►
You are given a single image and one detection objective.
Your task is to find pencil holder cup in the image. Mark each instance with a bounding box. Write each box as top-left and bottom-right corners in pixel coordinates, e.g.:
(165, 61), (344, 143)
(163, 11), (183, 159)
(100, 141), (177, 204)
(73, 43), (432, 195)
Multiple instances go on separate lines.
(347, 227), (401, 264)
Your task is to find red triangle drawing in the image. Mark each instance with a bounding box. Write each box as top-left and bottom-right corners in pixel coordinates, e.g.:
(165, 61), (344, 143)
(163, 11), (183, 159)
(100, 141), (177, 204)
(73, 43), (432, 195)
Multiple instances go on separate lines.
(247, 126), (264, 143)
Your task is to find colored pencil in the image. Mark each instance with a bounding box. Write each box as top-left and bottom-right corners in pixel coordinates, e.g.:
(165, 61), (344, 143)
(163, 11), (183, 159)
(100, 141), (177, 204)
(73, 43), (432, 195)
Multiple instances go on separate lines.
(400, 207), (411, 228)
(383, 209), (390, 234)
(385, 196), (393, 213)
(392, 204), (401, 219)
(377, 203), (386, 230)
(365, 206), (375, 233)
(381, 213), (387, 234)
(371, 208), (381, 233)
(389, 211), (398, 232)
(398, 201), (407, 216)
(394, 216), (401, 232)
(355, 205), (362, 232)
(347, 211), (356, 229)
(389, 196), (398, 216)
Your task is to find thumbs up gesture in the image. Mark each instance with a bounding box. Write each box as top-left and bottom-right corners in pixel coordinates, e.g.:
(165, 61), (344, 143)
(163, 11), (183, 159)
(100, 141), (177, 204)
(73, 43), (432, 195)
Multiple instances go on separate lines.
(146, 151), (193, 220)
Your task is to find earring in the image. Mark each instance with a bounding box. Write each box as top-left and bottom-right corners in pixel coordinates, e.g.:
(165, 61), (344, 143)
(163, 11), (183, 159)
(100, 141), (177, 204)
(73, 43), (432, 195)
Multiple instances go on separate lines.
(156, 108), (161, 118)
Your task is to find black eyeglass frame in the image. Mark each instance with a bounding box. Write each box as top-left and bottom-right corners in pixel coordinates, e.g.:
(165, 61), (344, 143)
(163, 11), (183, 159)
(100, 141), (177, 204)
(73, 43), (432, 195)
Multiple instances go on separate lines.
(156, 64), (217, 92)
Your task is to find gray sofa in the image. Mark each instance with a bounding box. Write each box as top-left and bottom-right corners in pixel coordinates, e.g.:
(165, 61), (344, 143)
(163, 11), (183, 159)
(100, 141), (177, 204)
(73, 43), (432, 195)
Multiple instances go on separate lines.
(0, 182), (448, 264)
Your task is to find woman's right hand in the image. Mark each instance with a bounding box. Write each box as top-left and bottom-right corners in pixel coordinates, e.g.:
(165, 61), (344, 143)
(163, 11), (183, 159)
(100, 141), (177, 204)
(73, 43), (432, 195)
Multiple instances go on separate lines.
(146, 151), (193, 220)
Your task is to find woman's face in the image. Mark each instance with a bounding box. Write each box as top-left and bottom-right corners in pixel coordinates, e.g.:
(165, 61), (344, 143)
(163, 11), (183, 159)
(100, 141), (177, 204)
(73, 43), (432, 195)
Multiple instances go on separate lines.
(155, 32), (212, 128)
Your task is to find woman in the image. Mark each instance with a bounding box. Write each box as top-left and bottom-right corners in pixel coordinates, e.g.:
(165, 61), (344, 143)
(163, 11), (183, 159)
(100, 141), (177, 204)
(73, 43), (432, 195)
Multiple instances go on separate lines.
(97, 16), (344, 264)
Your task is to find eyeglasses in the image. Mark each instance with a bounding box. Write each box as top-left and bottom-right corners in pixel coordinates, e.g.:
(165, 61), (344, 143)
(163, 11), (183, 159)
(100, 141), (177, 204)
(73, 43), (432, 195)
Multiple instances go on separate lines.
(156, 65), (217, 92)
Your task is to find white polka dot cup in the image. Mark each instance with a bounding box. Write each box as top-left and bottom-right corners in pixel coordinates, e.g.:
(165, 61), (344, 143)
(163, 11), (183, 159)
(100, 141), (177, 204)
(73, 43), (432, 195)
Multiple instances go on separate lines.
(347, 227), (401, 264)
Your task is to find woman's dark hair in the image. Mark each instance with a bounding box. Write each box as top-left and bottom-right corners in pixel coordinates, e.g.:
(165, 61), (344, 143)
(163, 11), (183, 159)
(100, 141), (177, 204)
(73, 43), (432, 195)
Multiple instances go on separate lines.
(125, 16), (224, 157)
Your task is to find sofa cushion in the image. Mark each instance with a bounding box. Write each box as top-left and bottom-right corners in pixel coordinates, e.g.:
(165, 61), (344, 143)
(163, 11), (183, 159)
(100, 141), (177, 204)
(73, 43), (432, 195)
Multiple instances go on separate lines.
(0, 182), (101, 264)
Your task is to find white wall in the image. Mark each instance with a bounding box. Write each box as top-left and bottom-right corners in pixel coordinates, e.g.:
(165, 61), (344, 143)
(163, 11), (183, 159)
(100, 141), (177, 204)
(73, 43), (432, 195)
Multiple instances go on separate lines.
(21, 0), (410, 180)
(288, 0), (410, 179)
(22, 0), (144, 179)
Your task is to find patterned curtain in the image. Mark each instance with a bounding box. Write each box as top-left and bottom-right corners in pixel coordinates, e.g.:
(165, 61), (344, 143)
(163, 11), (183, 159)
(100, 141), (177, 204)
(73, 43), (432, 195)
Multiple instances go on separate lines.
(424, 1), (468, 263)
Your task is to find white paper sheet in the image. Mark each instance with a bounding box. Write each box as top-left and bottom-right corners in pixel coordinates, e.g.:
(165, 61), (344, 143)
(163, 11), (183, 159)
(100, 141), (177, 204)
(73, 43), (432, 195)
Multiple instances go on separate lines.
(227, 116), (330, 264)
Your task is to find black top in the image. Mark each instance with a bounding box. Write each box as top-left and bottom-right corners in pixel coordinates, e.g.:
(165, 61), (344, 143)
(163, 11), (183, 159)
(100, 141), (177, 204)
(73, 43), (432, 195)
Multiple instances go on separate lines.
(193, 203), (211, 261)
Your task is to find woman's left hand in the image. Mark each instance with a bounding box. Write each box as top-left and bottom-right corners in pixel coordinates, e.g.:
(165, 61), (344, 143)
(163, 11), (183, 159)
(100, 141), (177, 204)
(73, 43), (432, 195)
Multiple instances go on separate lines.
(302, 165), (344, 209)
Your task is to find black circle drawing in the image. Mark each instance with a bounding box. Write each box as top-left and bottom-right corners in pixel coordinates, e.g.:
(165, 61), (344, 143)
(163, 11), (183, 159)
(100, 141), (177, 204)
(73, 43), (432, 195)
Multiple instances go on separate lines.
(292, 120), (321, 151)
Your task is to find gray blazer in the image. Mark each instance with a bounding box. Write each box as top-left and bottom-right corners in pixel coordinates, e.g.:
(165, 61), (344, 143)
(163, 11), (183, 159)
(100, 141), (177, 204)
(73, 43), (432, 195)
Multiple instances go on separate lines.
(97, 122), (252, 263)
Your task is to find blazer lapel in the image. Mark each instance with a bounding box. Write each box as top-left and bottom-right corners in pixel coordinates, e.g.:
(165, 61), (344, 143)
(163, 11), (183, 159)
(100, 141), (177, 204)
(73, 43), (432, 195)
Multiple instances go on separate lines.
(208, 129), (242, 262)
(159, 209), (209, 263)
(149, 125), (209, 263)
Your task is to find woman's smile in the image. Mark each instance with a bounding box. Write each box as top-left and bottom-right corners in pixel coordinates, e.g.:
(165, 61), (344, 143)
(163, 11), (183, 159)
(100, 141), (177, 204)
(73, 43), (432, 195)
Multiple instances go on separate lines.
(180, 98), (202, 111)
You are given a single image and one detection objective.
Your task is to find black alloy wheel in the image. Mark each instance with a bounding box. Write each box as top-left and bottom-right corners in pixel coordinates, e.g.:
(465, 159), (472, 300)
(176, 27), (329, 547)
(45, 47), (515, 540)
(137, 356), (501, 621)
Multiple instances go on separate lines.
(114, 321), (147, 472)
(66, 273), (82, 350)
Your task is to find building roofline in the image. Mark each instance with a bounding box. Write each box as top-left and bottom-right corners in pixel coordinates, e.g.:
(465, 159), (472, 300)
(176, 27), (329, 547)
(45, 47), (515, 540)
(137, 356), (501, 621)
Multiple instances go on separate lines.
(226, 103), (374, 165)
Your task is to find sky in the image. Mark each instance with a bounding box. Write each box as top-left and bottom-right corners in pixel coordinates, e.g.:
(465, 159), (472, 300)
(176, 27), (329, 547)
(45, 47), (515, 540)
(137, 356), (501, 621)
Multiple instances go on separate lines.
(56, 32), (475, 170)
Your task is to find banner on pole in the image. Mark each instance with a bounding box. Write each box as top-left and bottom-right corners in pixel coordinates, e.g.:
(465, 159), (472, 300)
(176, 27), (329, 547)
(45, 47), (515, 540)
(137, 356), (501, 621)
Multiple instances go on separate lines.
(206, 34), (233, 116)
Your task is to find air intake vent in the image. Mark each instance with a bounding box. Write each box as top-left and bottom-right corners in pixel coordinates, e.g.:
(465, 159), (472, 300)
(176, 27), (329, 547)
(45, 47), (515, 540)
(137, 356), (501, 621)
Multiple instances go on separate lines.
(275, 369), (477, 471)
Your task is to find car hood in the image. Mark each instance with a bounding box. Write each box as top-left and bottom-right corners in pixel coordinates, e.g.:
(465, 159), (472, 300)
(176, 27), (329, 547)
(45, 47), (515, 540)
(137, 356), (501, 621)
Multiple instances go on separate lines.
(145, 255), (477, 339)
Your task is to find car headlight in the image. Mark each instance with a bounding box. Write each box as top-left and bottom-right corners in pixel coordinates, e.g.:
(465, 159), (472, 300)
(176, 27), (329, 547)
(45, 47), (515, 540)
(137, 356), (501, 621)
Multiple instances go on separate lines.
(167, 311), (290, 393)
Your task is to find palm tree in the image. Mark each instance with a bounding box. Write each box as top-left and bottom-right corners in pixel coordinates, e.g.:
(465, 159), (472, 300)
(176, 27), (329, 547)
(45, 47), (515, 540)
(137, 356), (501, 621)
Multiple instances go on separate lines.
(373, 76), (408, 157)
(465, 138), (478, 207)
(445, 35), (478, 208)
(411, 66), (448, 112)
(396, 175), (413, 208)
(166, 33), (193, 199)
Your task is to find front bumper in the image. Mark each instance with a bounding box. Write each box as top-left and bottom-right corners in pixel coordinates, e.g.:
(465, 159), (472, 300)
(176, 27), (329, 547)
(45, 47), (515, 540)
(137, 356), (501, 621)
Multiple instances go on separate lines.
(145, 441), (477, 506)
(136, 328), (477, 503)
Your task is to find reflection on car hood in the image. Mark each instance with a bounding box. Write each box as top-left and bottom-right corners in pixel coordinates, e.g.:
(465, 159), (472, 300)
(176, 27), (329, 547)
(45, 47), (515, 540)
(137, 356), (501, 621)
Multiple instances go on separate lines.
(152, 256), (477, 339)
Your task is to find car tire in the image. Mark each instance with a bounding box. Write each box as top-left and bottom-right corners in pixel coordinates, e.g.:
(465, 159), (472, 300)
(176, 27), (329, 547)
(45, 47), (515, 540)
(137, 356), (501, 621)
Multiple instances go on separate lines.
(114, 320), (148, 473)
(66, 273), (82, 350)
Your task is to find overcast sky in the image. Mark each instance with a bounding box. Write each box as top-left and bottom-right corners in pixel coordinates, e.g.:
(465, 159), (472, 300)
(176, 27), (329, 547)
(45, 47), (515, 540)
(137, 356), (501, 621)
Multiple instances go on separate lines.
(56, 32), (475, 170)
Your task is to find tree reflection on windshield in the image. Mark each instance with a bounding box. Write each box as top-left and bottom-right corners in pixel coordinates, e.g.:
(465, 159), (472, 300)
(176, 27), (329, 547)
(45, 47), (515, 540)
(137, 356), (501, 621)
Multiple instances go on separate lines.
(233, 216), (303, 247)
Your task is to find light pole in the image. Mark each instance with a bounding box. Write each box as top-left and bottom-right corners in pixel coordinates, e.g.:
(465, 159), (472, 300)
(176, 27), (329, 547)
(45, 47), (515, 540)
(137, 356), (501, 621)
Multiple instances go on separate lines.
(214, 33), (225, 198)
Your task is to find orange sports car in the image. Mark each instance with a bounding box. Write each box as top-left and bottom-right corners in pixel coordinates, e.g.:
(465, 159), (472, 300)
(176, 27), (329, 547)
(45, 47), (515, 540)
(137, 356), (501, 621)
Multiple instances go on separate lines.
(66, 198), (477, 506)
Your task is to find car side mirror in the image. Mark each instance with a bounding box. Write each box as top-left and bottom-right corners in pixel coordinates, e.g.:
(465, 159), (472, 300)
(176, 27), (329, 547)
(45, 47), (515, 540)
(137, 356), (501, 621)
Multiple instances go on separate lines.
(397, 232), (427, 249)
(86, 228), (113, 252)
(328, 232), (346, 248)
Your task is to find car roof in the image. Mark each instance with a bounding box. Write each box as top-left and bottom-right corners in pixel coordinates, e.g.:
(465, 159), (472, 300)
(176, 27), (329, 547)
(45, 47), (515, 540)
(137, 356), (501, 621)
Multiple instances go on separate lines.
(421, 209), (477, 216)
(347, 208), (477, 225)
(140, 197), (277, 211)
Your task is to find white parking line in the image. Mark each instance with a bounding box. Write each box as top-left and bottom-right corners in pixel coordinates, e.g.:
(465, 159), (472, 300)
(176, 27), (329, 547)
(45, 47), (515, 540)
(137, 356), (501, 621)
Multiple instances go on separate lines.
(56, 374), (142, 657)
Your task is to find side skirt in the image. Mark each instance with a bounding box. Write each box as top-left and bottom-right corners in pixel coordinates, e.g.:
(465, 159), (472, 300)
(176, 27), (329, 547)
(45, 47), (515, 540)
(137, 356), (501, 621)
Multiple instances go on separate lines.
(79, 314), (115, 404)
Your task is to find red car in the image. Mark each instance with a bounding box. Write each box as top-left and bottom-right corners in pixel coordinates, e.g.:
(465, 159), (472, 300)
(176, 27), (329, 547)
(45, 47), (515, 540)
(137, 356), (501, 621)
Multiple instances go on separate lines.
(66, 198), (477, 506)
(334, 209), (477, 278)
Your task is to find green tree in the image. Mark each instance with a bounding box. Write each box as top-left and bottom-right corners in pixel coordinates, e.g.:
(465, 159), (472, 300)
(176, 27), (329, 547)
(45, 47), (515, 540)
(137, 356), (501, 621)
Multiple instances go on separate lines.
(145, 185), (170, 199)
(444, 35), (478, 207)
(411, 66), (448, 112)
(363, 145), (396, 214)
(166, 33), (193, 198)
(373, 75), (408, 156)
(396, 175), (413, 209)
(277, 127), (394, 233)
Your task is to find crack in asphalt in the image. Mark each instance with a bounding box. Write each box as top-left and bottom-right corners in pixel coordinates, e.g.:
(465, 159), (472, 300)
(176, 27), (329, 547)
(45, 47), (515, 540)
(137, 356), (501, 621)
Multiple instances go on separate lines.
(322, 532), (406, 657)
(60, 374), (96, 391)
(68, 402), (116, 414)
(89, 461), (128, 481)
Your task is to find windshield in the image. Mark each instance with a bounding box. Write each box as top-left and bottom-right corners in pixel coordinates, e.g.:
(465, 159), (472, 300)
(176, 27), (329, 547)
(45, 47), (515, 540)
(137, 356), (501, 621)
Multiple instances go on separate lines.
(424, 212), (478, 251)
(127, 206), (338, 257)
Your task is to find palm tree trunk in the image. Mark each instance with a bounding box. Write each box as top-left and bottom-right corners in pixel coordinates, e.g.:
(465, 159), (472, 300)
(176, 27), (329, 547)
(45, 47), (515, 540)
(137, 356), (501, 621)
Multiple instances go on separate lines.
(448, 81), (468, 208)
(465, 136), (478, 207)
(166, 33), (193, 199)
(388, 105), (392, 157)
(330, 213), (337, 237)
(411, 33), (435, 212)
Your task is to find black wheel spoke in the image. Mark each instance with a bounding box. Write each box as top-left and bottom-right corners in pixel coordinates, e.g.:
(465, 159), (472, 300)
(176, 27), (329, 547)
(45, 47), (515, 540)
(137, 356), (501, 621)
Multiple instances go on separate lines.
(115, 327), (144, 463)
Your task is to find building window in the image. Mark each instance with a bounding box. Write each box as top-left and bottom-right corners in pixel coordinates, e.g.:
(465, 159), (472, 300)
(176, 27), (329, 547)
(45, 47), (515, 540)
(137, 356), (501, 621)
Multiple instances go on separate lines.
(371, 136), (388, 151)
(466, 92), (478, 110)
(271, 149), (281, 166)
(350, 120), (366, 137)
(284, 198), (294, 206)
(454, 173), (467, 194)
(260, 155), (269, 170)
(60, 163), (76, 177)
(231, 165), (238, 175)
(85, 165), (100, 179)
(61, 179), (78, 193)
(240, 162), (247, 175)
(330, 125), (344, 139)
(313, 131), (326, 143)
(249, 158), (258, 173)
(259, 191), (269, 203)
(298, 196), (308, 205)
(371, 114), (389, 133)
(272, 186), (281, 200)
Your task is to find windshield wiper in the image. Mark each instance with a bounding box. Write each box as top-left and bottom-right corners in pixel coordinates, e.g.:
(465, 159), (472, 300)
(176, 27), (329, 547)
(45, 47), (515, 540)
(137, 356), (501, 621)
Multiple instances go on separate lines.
◄
ASSIGNMENT
Scan the data, and report each line that uses the word "wheel".

TASK OUTPUT
Your task is to find black alloy wheel in the image. Mark each instance with a bounding box. Write each box as top-left and bottom-right corners in pixel coordinates, e.g.:
Your task is to find black wheel spoke in the image. Mark each instance with a bounding box. Write each box as top-left and bottom-right corners in pixel coordinates, e.g.:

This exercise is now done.